## Source
----

Homes Oil Realty Co. v. Hechinger Properties Co.

Decision Date14 June 1962
Docket NumberNo. 2954.,2954.
PartiesHOMES OIL REALTY CO., Inc., a corporation, Appellant, v. HECHINGER PROPERTIES COMPANY, a corporation, Appellee.
CourtD.C. Court of Appeals

Werner Strupp, Washington, D. C., for appellant.

Gilbert Hahn, Jr., Washington, D. C., with whom Bruce G. Sundlun and Ronald Rosenberg, Washington, D. C., were on the brief, for appellee.

Before HOOD, Chief Judge, QUINN, Associate Judge, and MYERS, Associate Judge of The Municipal Court for the District of Columbia, sitting by designation.

HOOD, Chief Judge.

Appellee, the owner of a gasoline filling station, sued appellant, its tenant, for two months' unpaid rent and for taxes alleged to be due and unpaid. The tenant denied owing the amount of taxes claimed, and, while admitting the rent was unpaid, contended in defense and by counterclaim that the rent should have been adjusted because traffic passing the filling station had been restricted for a period while the bordering roadway was being widened. The trial court found for the owner on its claim and denied the counterclaim. This appeal involves the meaning of two provisions of the lease.

1. THE PROVISION RELATING TO PAYMENT OF TAXES.

----

## Record extracts
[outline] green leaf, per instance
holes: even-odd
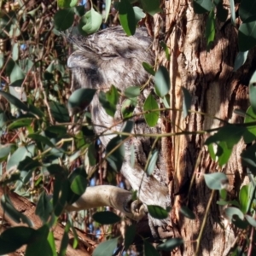
[[[70,121],[68,111],[63,104],[56,102],[49,102],[50,113],[55,121],[59,123],[67,123]]]
[[[41,166],[42,164],[38,160],[34,160],[31,157],[26,156],[23,160],[20,161],[17,169],[28,172]]]
[[[2,195],[1,207],[4,210],[5,213],[9,216],[15,223],[20,224],[21,222],[23,222],[30,227],[33,225],[29,218],[15,208],[8,195]]]
[[[120,0],[119,4],[119,20],[122,27],[128,36],[135,34],[135,13],[129,0]]]
[[[240,51],[236,57],[234,63],[234,72],[237,71],[247,61],[248,51]]]
[[[91,102],[96,90],[90,88],[79,88],[76,90],[67,101],[67,107],[74,113],[85,109]]]
[[[169,215],[168,211],[159,206],[147,206],[149,214],[158,219],[166,218]]]
[[[53,231],[49,232],[47,241],[48,241],[48,242],[50,246],[50,248],[51,248],[51,254],[50,255],[51,256],[58,256]]]
[[[133,115],[133,110],[137,105],[137,98],[125,100],[121,108],[124,119],[131,118]]]
[[[162,11],[160,8],[160,0],[140,0],[140,3],[143,4],[143,10],[152,16]]]
[[[249,223],[250,225],[256,228],[256,220],[254,218],[253,218],[250,215],[245,215],[244,217],[247,219],[247,221]]]
[[[127,98],[134,98],[140,95],[140,87],[139,86],[130,86],[125,89],[124,94]]]
[[[105,1],[105,21],[107,22],[108,18],[108,15],[109,15],[109,11],[110,11],[110,8],[111,8],[111,0],[106,0]]]
[[[246,213],[247,212],[247,205],[249,202],[248,198],[248,186],[244,185],[239,191],[239,202],[240,202],[240,210]]]
[[[176,247],[183,244],[183,240],[182,238],[172,238],[168,239],[166,242],[160,244],[157,247],[158,250],[172,252]]]
[[[256,21],[240,25],[238,30],[239,51],[247,51],[256,45]]]
[[[90,166],[94,166],[96,164],[96,156],[97,154],[95,148],[95,144],[91,143],[88,147],[88,159]]]
[[[112,85],[110,90],[106,93],[104,93],[103,91],[100,91],[99,101],[104,108],[106,113],[108,115],[114,117],[116,104],[119,101],[119,95],[116,88]]]
[[[67,223],[65,230],[64,230],[64,234],[61,239],[61,247],[60,247],[60,253],[59,256],[65,256],[66,255],[66,251],[68,246],[68,231],[70,229],[70,223],[69,221]]]
[[[195,218],[195,213],[186,206],[182,206],[179,212],[188,218]]]
[[[53,207],[55,216],[60,216],[68,201],[70,183],[68,180],[56,177],[54,182]],[[78,195],[79,198],[79,195]],[[77,199],[78,199],[77,198]]]
[[[15,148],[15,144],[7,143],[5,145],[0,144],[0,159],[7,157]]]
[[[34,256],[35,252],[37,252],[37,256],[52,255],[51,247],[48,241],[49,232],[47,224],[34,231],[33,242],[27,245],[26,256]]]
[[[245,124],[251,122],[256,122],[256,113],[253,112],[252,106],[247,110],[244,119]],[[246,126],[245,129],[245,132],[243,133],[244,142],[247,144],[251,143],[256,138],[256,125]]]
[[[210,50],[215,38],[215,15],[212,9],[208,15],[206,26],[207,49]]]
[[[157,252],[155,247],[148,242],[147,240],[144,240],[144,255],[145,256],[160,256],[160,253]]]
[[[256,144],[253,144],[241,154],[241,163],[248,166],[253,175],[256,175]]]
[[[194,0],[194,12],[198,15],[210,12],[213,8],[213,3],[211,0]]]
[[[29,243],[33,239],[33,229],[22,226],[7,229],[0,236],[0,254],[15,252]]]
[[[228,207],[224,209],[226,218],[232,222],[237,228],[245,230],[247,227],[247,222],[244,220],[243,213],[236,207]]]
[[[204,178],[210,189],[220,190],[228,183],[228,178],[223,172],[204,174]]]
[[[12,49],[12,54],[13,54],[13,60],[15,61],[18,61],[19,59],[19,44],[15,43]],[[24,79],[24,77],[22,78]]]
[[[22,102],[20,102],[18,98],[15,97],[11,94],[0,90],[0,95],[2,95],[9,103],[15,106],[17,108],[26,111],[28,111],[28,108]]]
[[[135,14],[135,21],[137,24],[142,19],[146,17],[146,14],[142,9],[137,6],[133,6],[133,11]]]
[[[126,226],[125,234],[125,250],[128,250],[129,247],[133,243],[136,236],[136,227],[134,224]]]
[[[164,49],[165,52],[166,52],[166,60],[168,61],[170,61],[170,51],[169,51],[169,48],[167,47],[166,44],[164,42],[164,41],[160,41],[160,46]]]
[[[113,238],[100,243],[92,253],[92,256],[112,256],[117,247],[119,238]]]
[[[125,133],[131,133],[132,132],[132,130],[133,130],[133,127],[134,127],[134,122],[131,121],[131,120],[128,120],[126,121],[123,127],[122,127],[122,130],[121,130],[121,132],[125,132]],[[127,138],[128,136],[127,135],[122,135],[121,136],[121,138],[124,140],[125,138]]]
[[[217,15],[216,17],[221,22],[225,22],[229,15],[229,10],[224,9],[223,3],[217,5]]]
[[[255,16],[256,1],[255,0],[242,0],[239,5],[239,16],[242,22],[250,20],[256,20]]]
[[[111,153],[110,155],[108,155],[109,153]],[[107,161],[112,169],[115,172],[120,171],[125,159],[125,146],[119,136],[110,140],[106,147],[106,154],[108,155]]]
[[[183,118],[187,117],[189,114],[189,110],[191,108],[192,96],[188,89],[182,87],[183,93]]]
[[[92,215],[92,218],[101,224],[113,224],[121,220],[120,217],[112,212],[98,212]]]
[[[32,122],[33,121],[32,119],[18,119],[15,121],[13,121],[9,125],[8,125],[9,130],[18,129],[20,127],[27,127],[31,125]]]
[[[55,145],[48,137],[42,136],[40,134],[31,133],[27,136],[27,137],[34,140],[37,143],[41,143],[43,144],[45,144],[50,148],[55,147]]]
[[[158,122],[159,116],[160,116],[160,111],[156,110],[158,108],[159,106],[156,100],[154,99],[152,94],[149,94],[144,102],[143,111],[147,112],[146,113],[144,113],[144,117],[148,125],[150,127],[154,126]],[[156,110],[156,111],[152,111],[152,110]]]
[[[59,9],[54,16],[55,27],[59,31],[64,31],[72,26],[74,14],[71,8]]]
[[[89,35],[99,30],[102,22],[102,16],[91,8],[90,10],[85,13],[81,20],[85,23],[85,25],[82,26],[82,30]]]
[[[240,141],[244,131],[245,127],[228,125],[220,128],[217,133],[206,140],[206,145],[217,144],[217,152],[212,151],[212,154],[215,154],[214,158],[218,156],[218,162],[220,166],[224,166],[228,162],[234,145]]]
[[[22,69],[19,67],[17,63],[14,66],[9,79],[11,82],[11,86],[21,86],[23,81],[25,79],[25,74],[22,71]]]
[[[34,144],[31,144],[27,147],[22,146],[18,148],[7,162],[6,170],[9,171],[13,168],[17,168],[20,162],[25,160],[26,156],[33,157],[34,150]]]
[[[49,201],[49,197],[43,191],[39,196],[37,204],[35,213],[38,215],[44,224],[47,222],[53,211],[52,204]]]
[[[150,154],[150,159],[148,161],[148,165],[147,165],[145,172],[147,173],[148,176],[151,176],[154,172],[156,161],[158,160],[158,155],[159,155],[159,150],[158,149],[154,149],[153,153]]]
[[[152,74],[153,76],[155,75],[154,67],[150,64],[148,64],[147,62],[143,62],[143,67],[148,73]]]
[[[165,96],[170,90],[171,82],[167,69],[160,66],[154,75],[155,92],[160,97]]]
[[[71,0],[57,0],[59,8],[68,8],[70,7]]]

----

## Task to carry out
Print the part of the court opinion starting at "Werner Strupp, Washington, D." and ending at "sitting by designation.". The items have nothing to do with the court opinion.

## Result
Werner Strupp, Washington, D. C., for appellant.

Gilbert Hahn, Jr., Washington, D. C., with whom Bruce G. Sundlun and Ronald Rosenberg, Washington, D. C., were on the brief, for appellee.

Before HOOD, Chief Judge, QUINN, Associate Judge, and MYERS, Associate Judge of The Municipal Court for the District of Columbia, sitting by designation.